**Short task**: Print, word for word, the lines of the records below from the one containing "TARGET: green tree canopy" to the one containing "(1148, 316)", including both of those lines.

**Available data**:
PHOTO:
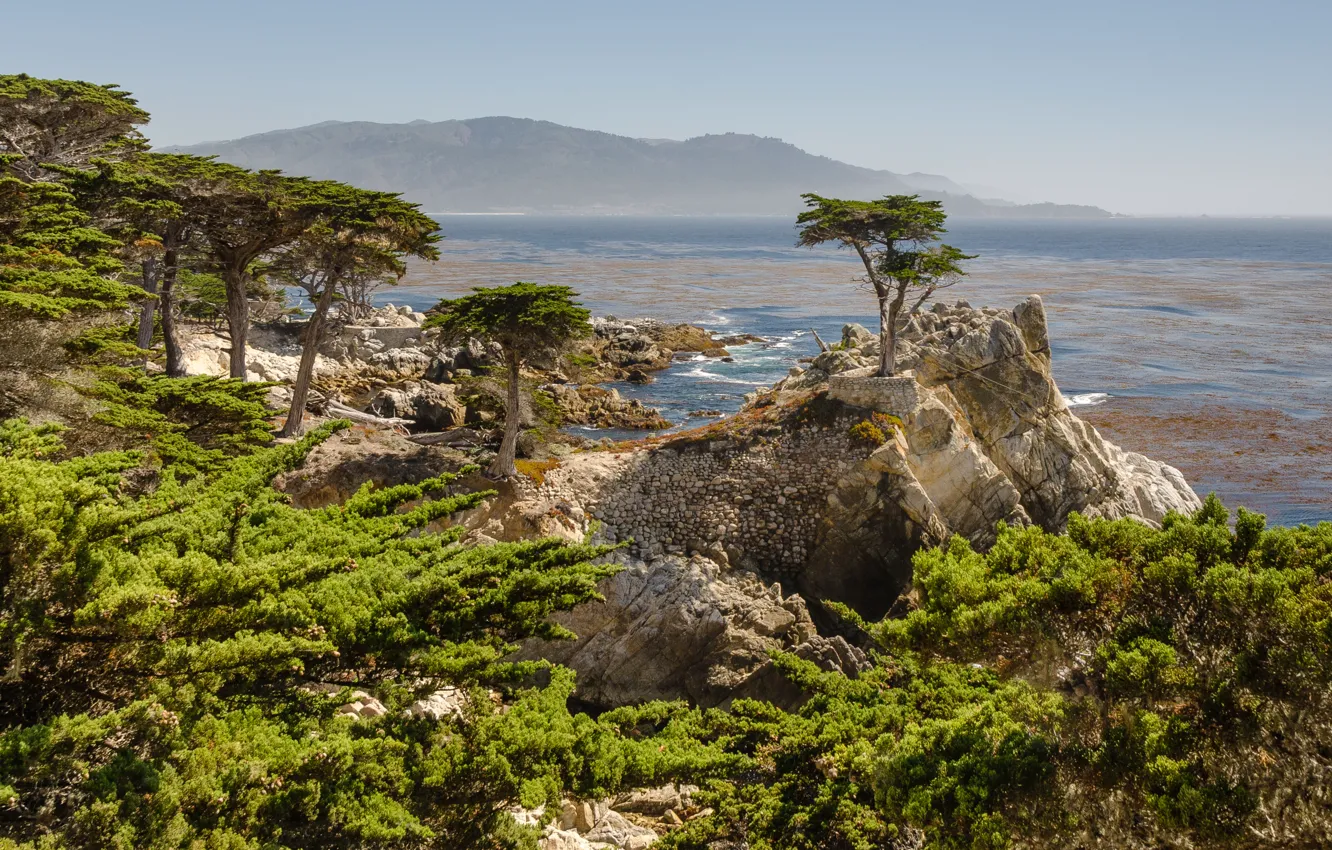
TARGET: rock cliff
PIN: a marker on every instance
(821, 488)
(825, 485)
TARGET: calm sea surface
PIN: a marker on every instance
(1203, 343)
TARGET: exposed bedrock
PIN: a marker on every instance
(821, 488)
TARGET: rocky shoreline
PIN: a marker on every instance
(819, 489)
(390, 368)
(731, 536)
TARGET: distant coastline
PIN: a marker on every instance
(518, 165)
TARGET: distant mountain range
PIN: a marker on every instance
(501, 164)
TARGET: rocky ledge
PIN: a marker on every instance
(822, 488)
(388, 365)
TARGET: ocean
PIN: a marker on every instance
(1204, 343)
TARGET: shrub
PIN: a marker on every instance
(536, 469)
(869, 433)
(160, 654)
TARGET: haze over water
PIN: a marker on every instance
(1211, 337)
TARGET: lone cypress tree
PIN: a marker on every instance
(243, 216)
(525, 320)
(895, 240)
(358, 233)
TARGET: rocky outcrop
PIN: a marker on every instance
(432, 407)
(348, 460)
(830, 481)
(822, 488)
(602, 407)
(987, 433)
(689, 628)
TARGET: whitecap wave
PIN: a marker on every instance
(1086, 400)
(719, 379)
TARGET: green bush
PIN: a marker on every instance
(159, 649)
(869, 433)
(1034, 684)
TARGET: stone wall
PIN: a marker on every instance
(757, 502)
(898, 395)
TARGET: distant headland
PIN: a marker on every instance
(520, 165)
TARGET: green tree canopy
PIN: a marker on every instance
(525, 320)
(897, 240)
(175, 664)
(63, 123)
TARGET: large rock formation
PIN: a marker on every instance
(798, 489)
(823, 485)
(689, 628)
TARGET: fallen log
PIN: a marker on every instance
(341, 411)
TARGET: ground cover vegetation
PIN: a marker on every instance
(179, 645)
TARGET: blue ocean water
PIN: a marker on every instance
(1148, 316)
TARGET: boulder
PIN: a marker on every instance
(686, 628)
(340, 465)
(562, 840)
(855, 336)
(617, 830)
(410, 361)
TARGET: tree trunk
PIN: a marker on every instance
(295, 425)
(504, 464)
(889, 312)
(237, 320)
(167, 303)
(145, 312)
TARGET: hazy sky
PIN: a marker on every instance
(1164, 107)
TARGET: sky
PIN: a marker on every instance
(1174, 107)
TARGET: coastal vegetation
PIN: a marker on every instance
(191, 660)
(897, 240)
(528, 321)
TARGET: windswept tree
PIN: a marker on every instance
(53, 261)
(526, 320)
(360, 236)
(243, 216)
(898, 241)
(63, 123)
(148, 200)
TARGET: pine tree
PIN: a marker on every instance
(358, 233)
(525, 320)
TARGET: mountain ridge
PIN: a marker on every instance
(506, 164)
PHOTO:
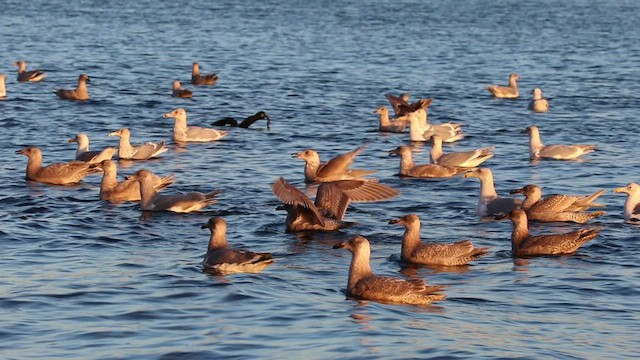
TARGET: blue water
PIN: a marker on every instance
(84, 279)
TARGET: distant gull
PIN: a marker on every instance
(223, 259)
(364, 284)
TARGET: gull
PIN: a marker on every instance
(466, 159)
(506, 92)
(443, 254)
(197, 79)
(538, 150)
(632, 204)
(136, 152)
(538, 103)
(184, 133)
(523, 244)
(364, 284)
(80, 93)
(331, 203)
(558, 207)
(332, 170)
(489, 202)
(58, 173)
(223, 259)
(429, 171)
(28, 76)
(151, 200)
(128, 190)
(92, 157)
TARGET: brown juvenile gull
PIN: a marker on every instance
(80, 93)
(28, 76)
(128, 190)
(58, 173)
(331, 203)
(206, 79)
(144, 151)
(151, 200)
(506, 92)
(444, 254)
(184, 133)
(558, 207)
(178, 91)
(538, 150)
(632, 204)
(332, 170)
(489, 202)
(397, 125)
(427, 171)
(538, 103)
(523, 244)
(222, 259)
(364, 284)
(90, 156)
(466, 159)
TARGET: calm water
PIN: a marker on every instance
(86, 279)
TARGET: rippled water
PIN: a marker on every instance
(86, 279)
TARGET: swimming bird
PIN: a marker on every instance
(397, 125)
(229, 121)
(90, 156)
(538, 150)
(523, 244)
(558, 207)
(128, 190)
(223, 259)
(206, 79)
(632, 204)
(178, 91)
(80, 93)
(364, 284)
(489, 202)
(151, 200)
(443, 254)
(144, 151)
(506, 92)
(538, 103)
(429, 171)
(331, 202)
(184, 133)
(58, 173)
(332, 170)
(28, 76)
(466, 159)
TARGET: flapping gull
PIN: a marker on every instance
(489, 202)
(28, 76)
(151, 200)
(332, 170)
(364, 284)
(558, 207)
(444, 254)
(632, 204)
(506, 92)
(92, 157)
(57, 173)
(538, 150)
(428, 171)
(523, 244)
(128, 190)
(136, 152)
(184, 133)
(223, 259)
(466, 159)
(331, 203)
(80, 93)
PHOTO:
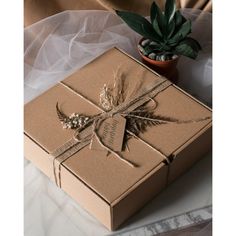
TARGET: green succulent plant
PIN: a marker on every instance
(169, 30)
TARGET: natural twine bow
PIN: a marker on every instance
(115, 99)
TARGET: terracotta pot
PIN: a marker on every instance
(165, 68)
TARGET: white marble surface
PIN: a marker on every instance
(54, 48)
(50, 211)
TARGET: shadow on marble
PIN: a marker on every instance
(185, 188)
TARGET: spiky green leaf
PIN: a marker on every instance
(184, 30)
(139, 24)
(171, 29)
(179, 19)
(153, 11)
(188, 47)
(170, 8)
(156, 27)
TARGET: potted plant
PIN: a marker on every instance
(165, 37)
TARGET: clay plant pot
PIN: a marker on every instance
(165, 68)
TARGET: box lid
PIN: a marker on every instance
(107, 175)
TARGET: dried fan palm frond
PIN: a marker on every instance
(137, 122)
(119, 88)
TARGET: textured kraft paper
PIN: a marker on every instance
(104, 185)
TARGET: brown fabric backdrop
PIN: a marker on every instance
(35, 10)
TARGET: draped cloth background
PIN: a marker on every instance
(35, 10)
(60, 44)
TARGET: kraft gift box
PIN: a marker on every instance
(106, 186)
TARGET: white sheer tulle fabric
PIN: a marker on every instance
(63, 43)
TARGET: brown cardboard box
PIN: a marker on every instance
(108, 188)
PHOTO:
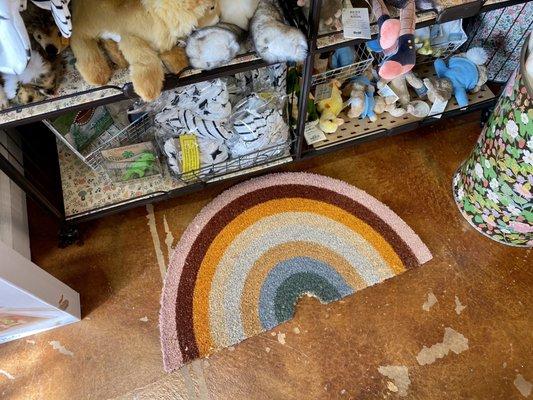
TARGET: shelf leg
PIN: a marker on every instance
(68, 235)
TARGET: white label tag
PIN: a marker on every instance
(386, 91)
(323, 91)
(356, 23)
(313, 134)
(438, 108)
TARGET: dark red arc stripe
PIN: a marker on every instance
(184, 302)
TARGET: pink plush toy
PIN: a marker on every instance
(396, 37)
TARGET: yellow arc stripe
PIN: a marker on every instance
(250, 216)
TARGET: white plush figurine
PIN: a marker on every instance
(274, 41)
(214, 46)
(36, 68)
(14, 39)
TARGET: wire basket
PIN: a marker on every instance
(255, 159)
(141, 130)
(363, 59)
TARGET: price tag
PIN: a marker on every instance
(190, 153)
(313, 134)
(356, 23)
(438, 108)
(323, 91)
(386, 92)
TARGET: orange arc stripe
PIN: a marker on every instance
(244, 220)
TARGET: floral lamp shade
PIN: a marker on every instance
(493, 187)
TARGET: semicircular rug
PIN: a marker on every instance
(246, 259)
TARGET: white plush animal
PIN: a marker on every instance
(36, 66)
(214, 46)
(275, 41)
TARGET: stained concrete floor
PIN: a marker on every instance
(474, 298)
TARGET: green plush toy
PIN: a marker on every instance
(140, 167)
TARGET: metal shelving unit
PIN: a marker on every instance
(76, 95)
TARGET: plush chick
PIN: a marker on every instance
(329, 109)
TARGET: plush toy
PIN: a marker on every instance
(418, 109)
(140, 167)
(258, 125)
(361, 100)
(399, 86)
(35, 83)
(438, 89)
(396, 37)
(381, 106)
(15, 43)
(342, 57)
(329, 109)
(45, 35)
(274, 41)
(214, 46)
(321, 63)
(465, 71)
(147, 32)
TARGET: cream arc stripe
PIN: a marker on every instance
(233, 268)
(172, 356)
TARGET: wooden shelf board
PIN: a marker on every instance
(356, 128)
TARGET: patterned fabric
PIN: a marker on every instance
(252, 253)
(493, 188)
(502, 32)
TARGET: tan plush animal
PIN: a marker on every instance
(146, 31)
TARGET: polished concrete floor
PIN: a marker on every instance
(459, 327)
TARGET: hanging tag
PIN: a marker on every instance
(313, 134)
(190, 153)
(356, 23)
(323, 91)
(438, 108)
(386, 91)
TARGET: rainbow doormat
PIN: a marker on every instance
(247, 258)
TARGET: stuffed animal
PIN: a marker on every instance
(214, 46)
(361, 100)
(274, 41)
(342, 57)
(465, 71)
(396, 37)
(147, 33)
(417, 108)
(381, 106)
(329, 109)
(37, 81)
(15, 43)
(43, 32)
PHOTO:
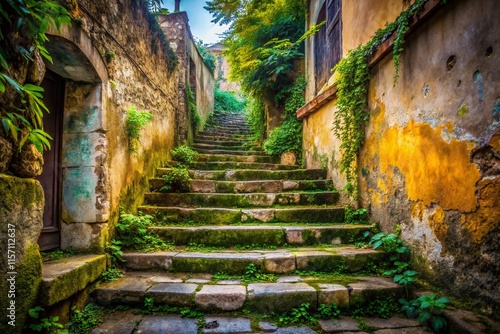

**Answer to this task**:
TARGET: green tree canopy
PIN: a marker on every instance
(525, 320)
(897, 240)
(175, 664)
(63, 123)
TARGET: large rock formation
PIN: a marker on every instance
(798, 489)
(823, 485)
(689, 628)
TARGET: fallen log
PIN: a marker on every instance
(341, 411)
TARGET: ground cover vegetation
PIN: a marker on every instance
(179, 645)
TARGET: blue ocean water
PIN: a marker on every instance
(1148, 316)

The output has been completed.